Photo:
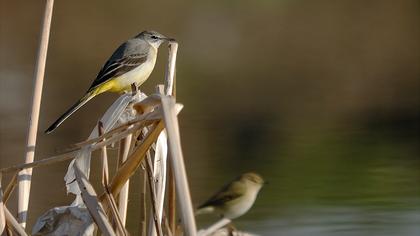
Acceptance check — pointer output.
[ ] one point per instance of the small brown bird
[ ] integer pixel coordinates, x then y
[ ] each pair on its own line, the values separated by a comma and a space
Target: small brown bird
236, 198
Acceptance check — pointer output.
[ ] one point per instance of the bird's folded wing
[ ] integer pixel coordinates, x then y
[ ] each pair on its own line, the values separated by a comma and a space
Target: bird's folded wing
118, 67
226, 194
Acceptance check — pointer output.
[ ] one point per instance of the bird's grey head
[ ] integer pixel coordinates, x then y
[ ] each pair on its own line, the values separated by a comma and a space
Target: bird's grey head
153, 38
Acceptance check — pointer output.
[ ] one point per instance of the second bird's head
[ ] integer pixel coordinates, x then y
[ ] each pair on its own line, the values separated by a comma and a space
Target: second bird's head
153, 38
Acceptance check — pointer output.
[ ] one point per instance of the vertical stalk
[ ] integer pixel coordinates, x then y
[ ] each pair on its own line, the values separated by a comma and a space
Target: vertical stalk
25, 175
177, 161
124, 149
171, 200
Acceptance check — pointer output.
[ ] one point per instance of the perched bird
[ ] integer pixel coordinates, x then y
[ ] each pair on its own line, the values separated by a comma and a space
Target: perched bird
131, 63
236, 198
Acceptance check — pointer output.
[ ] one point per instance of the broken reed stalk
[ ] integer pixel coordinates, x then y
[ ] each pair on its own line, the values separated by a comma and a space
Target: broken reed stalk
171, 200
2, 217
177, 161
25, 175
12, 222
152, 190
133, 162
10, 187
124, 150
142, 229
105, 179
104, 157
214, 227
93, 205
171, 90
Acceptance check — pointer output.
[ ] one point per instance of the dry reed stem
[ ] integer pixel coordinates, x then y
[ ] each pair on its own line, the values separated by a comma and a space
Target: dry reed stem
171, 200
124, 149
104, 157
24, 181
70, 152
13, 223
105, 180
112, 206
214, 227
143, 190
93, 205
177, 159
10, 187
2, 217
133, 162
153, 194
170, 71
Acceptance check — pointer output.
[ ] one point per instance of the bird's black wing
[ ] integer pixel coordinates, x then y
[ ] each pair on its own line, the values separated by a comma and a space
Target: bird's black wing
114, 68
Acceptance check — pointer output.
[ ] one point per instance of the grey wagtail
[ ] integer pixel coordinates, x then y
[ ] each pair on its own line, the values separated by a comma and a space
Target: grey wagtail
236, 198
131, 63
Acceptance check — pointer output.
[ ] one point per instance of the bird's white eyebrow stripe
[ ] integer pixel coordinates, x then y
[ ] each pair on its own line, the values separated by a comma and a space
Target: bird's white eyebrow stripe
120, 63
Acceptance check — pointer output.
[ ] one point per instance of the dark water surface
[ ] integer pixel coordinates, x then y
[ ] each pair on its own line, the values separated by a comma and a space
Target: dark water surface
319, 97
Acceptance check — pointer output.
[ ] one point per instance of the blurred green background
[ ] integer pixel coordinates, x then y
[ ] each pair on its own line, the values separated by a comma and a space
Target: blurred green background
322, 98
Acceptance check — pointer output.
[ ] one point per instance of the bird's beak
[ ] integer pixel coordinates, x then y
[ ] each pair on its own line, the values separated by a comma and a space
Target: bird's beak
167, 38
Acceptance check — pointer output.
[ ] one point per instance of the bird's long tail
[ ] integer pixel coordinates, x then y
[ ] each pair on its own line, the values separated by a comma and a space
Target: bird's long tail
72, 109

- _WHAT TO WORK ON_
Leave out the pictures and copy everything else in the records word for word.

- _TASK SOLUTION_
Photo:
Acceptance check — pointer output.
[ ] one point per instance of the small brown bird
[ ] integer pixel coordinates, x then y
[ ] each pair on its own line, the values separated by a comma and a space
Target: small brown bird
236, 198
Acceptance check — pointer output.
[ ] one point per instance of the bird's folded wing
[ ] integer pixel coordinates, x then y
[ ] each pair on its own line, the values separated by a comma and a space
Target: bird's folded wing
118, 67
226, 194
Acceptance check — pointer output.
[ ] one point per instance of the bird's grey head
[ ] integer pixel coordinates, x then y
[ ] each pair on its own line, the values separated by a comma and a space
Target: bird's grey head
153, 38
Acceptance check — pointer output.
[ ] one point per instance of the second bird's head
[ ] integer pixel coordinates, x then y
[ ] each pair on its own line, the values separated by a comma and a space
Target: second bird's head
153, 38
Acceptance check — pointer output.
[ ] one point per instance of the vertical stalk
[ ] integer pixel coordinates, x then y
[ ] each pair on its own line, the values separated by a comma and a space
Target: vertical stalk
25, 175
177, 161
124, 149
171, 200
Acceptance check — pointer output.
[ ] one point per instance of the perched bird
[ ] integer pixel coordinates, x then y
[ ] each pair on its own line, the values separated by a comma and a space
Target: perched bird
131, 63
236, 198
Acceptance check — pointer output.
[ ] one point per instance of the broken reed stalk
[ ] integer pixel coordinates, x then y
[ ] each pair on its own line, the values separated by a comma and a space
Target: broken reed stalk
171, 200
2, 217
177, 161
25, 175
12, 222
152, 190
133, 162
10, 187
124, 150
142, 229
105, 179
104, 157
214, 227
93, 205
171, 90
Acceptance check — pointer output.
[ ] one point per instance of the dry reed stem
[ ] integer pixel coordinates, x then y
[ ] each pair on its own line, the values separated by a comma and a space
Target: dry reed stem
171, 200
124, 149
104, 157
24, 181
70, 152
13, 223
105, 180
112, 206
214, 227
143, 190
93, 205
177, 159
10, 187
2, 217
133, 162
153, 194
170, 71
Acceptance check — pointer output.
[ ] one point per instance of the bird's black wing
[ ] integer pixel coordinates, x then y
[ ] each pair on its own line, the values separated by a comma and a space
Target: bird's black wing
114, 68
Acceptance check — pointer output.
[ ] one point per instance of the grey wagtail
[ ] integer pixel coordinates, x then y
[ ] each pair on its own line, the values separated by a comma and a space
Target: grey wagtail
236, 198
131, 63
Acceptance check — pointer output.
[ ] one point per instance of the bird's white eyebrow stripe
[ ] integer pixel coordinates, x then y
[ ] each pair on its own line, the values separated by a comma and a space
Target: bird's white eyebrow stripe
120, 63
Acceptance check — pointer output.
[ ] one point per instance of the dark water surface
[ ] integer pixel coordinates, x then y
[ ] each pair on its own line, the values separated by a comma and a space
Target: dark water surface
319, 97
Acceptance check — pointer output.
[ ] one point per instance of the blurred green background
[ ] integer pixel coordinates, x then y
[ ] each pair on its own line, the values separated by a comma and a space
Target: blurred green background
322, 98
Acceptance check — pointer output.
[ ] one point per instance of the bird's beak
[ ] integer pixel coordinates, x then y
[ ] each pair on its own line, the values separated by a comma and a space
Target: bird's beak
167, 38
Acceptance check — pointer output.
[ ] one point per instance of the bird's long tail
[ ] integer pixel coordinates, x then y
[ ] each pair on its own line, the values separated by a comma and a space
Target: bird's long tail
72, 109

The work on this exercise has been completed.